## WHAT THE TASK ASKS
Extract all records. Keep each one exact.

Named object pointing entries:
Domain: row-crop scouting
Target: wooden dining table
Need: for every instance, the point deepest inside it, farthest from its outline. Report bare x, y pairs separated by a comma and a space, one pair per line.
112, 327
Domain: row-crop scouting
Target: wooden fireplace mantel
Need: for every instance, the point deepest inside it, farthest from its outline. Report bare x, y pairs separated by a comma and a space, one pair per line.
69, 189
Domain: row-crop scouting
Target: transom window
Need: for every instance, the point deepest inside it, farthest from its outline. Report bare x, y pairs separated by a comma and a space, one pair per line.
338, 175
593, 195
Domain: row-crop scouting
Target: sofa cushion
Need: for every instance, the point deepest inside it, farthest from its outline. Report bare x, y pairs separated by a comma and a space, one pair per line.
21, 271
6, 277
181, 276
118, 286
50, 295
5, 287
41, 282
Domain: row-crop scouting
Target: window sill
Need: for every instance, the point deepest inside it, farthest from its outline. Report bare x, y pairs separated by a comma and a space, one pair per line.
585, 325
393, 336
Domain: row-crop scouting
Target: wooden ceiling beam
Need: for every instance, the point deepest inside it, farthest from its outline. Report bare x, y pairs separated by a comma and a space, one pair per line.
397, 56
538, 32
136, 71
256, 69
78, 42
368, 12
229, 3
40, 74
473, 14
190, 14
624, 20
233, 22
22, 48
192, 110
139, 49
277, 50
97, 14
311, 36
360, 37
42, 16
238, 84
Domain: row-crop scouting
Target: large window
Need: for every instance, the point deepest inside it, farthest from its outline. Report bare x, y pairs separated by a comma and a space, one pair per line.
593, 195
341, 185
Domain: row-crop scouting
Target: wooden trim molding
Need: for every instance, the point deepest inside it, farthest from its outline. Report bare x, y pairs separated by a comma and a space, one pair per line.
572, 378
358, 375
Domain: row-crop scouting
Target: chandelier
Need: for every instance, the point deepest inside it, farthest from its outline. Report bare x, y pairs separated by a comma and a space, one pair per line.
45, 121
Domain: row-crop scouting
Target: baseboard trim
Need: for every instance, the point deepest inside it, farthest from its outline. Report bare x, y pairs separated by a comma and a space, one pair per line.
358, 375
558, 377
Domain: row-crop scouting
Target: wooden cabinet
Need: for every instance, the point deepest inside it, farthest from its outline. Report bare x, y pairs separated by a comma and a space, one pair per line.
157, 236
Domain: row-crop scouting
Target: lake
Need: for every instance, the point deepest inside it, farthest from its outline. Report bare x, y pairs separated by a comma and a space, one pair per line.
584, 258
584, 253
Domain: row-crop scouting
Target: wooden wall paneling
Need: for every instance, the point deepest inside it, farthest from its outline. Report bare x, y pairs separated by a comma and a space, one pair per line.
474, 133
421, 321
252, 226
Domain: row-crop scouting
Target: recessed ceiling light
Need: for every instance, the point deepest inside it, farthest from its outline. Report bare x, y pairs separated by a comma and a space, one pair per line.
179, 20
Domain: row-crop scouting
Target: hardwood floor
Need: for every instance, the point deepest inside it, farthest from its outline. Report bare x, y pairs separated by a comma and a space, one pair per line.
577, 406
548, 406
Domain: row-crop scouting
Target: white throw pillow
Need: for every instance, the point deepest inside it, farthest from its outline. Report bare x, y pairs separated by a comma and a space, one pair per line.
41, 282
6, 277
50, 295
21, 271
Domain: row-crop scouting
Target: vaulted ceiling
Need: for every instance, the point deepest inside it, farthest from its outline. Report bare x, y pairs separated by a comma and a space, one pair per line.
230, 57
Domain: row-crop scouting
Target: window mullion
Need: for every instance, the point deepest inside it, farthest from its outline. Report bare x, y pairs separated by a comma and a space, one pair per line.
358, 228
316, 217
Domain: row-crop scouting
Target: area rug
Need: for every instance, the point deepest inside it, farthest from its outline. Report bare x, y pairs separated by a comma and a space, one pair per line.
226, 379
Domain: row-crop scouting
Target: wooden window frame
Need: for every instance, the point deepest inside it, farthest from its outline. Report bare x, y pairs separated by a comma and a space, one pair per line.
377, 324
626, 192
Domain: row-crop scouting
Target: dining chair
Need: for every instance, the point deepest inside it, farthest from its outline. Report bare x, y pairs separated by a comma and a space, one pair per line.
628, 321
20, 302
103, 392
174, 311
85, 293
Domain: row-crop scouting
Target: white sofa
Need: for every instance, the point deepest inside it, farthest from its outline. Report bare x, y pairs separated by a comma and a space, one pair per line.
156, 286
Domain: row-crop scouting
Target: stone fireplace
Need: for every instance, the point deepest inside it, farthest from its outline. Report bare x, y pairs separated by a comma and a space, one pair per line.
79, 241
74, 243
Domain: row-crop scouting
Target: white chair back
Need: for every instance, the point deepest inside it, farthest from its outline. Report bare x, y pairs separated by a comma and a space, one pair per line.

## REPLY TO THE TASK
Domain: row-crop scouting
Target: wooden dining table
Need: for every instance, the point deepest inside it, farthest from its outline. Report bare x, y pairs separated by a comma and a space, one pair per line.
112, 327
Domain: row-crop scouting
Target: wooden fireplace mantel
Need: for every instance, the point deepest inside it, farthest from its outline. Report bare x, y pairs separated by a comma and a space, one pair per line.
69, 189
Domain: row-crop scouting
Target: transom window
Need: for every instance, the point deepest inside it, farthest from its outline. Report bare x, y pairs separated by a comma and a space, one pair per line.
338, 175
593, 195
Domain: row-crop scouting
Target: sofa cushion
Need: for every instance, the point deepest inside it, farthest from its outline. Report bare x, y pairs separated by a comma and a space, one pair per line.
21, 271
6, 277
181, 276
118, 286
50, 295
5, 287
41, 282
Domain: row-crop scouting
Target: window sill
Need: for every instance, the point deepest inside it, farthest from its outline. Report bare x, y pairs separated by a comma and a space, one pair per line.
585, 325
393, 336
Domain: row-crop scouting
Target: wooden ceiling beam
Need: for every instance, the point deepest inside it, farthest from its outline. Report bare x, y pairs separated by a comma and a space, one pair per line.
397, 56
538, 32
136, 71
256, 69
78, 42
368, 12
229, 3
40, 74
473, 14
190, 14
624, 20
233, 22
22, 48
192, 110
139, 49
277, 50
97, 14
311, 36
360, 37
42, 16
238, 84
Domain: row-crop scouting
Target: large window
Need: for every instance, the point deepest inside it, farthest from its outline. Report bare x, y pairs separated by a comma and a space, one pair per line.
593, 195
341, 185
Domain: row-crop scouting
Target: wooden trim molding
Need: for every instance, the point deepest inside it, farthest from its outline. Report bare x, y pairs separated by a comma and a space, one pair per line.
572, 378
358, 375
Domain: row-crop scouting
Target: chandelier
Need: for every instance, the point deepest inside it, farthest from its outline. Report bare x, y pairs separated by a comma and a space, one pair per line.
45, 121
Domain: row-crop scouting
Target: baseboard trim
Need: for every instance, the point deepest inside it, farthest from its outline. Report bare x, y pairs separated by a comma and a space, one pair per line.
358, 375
558, 377
Domain: row-crop scouting
Target: wooden cabinet
Need: for every instance, the point deepest inside it, farthest from its outline. Report bare x, y pairs separated by a comma and a space, one pair per line.
157, 236
Domain: row-crop scouting
Target: lake
Need: for every instance, the point deepest inside it, farthest from its outline. Report bare x, y pairs separated by a comma and a space, one pair per line.
584, 258
584, 253
Domain: row-crop scouting
Target: wooden wall paneling
Need: for every instance, the point deepest inside it, farthest from its outline. Report bare x, y pairs separated by a comma and a space, one pair per line.
474, 133
421, 321
252, 226
Domain: row-crop scouting
Target: recessed ceiling light
Need: for every instance, the point deepest inside it, farthest from its outline. Report bare x, y pairs separated by a comma and a space, one pair per line.
179, 20
Domain: row-crop scouting
Target: hardwood floor
Need: for every instance, the point deepest inside it, farthest from its outline. Report bare x, y pairs separated by a comma and a space, one pair per line.
577, 406
548, 406
Domain: row-crop scouting
Target: white throw pillow
Need: for every instance, the point deepest inside it, farthest from its outline. Report bare x, y pairs separated by a comma and a space, one pair per line.
41, 282
6, 277
50, 295
21, 271
Domain: row-crop scouting
Target: vaulted ceiling
Need: for every instance, the point deepest inside it, farthest from its outline. Report bare x, y pairs separated by a comma and a space, one pair per line.
230, 57
Domain: row-crop scouting
Target: window mullion
Need: for every instance, the point deepest inside it, farthest from its outline. Report bare x, y pairs separated by a comma and a space, one pair per line.
358, 228
316, 217
Domain: row-crop scouting
Target: area rug
Need: for every instance, the point deepest inside it, farthest from its outline. Report bare x, y pairs separated by a comma and a space, one pair per line.
226, 379
Domain: row-crop scouting
Target: wooden window frame
Need: for every instance, the point deepest inside it, farthest from its outline. Report bare x, y pairs separated by a comma and a space, one pair per line.
377, 324
626, 192
Domain: row-crop scouting
Target: dining chair
Need: for every instance, the point deepest inside it, farthest from its outline. Report bare x, y pairs separated by a comma and a space, one pair per line.
628, 321
20, 302
103, 392
174, 311
85, 293
Domain: row-crop scouting
Target: white sofa
Need: for every instance, the point deepest inside it, farthest from its outline. Report bare x, y pairs separated by a comma and a space, one pair per line.
156, 286
Domain: row-crop scouting
Target: stone fireplace
Need: for every instance, the point deepest inside it, farthest from its outline. Report bare x, y pairs separated by a comma and a space, one pair per line.
79, 241
74, 243
Domain: row-crop scouting
Target: white chair back
Need: for every instance, the point deepest inside it, farthest from its outline. Report bare x, y pairs separated by a comma and a space, one pair per line.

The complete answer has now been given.